***** Provided entries *****

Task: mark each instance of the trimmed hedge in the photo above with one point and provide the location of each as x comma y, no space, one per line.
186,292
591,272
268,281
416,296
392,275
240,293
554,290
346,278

*****

Exercise details =>
Only an exact copy of the entries above will do.

Result of the exercise =>
Task: mark each instance of the trimmed hedge in the photo above with one point and provide the location of each as x comma y, no space, one per line.
186,292
591,272
268,281
416,296
392,275
240,293
554,290
346,278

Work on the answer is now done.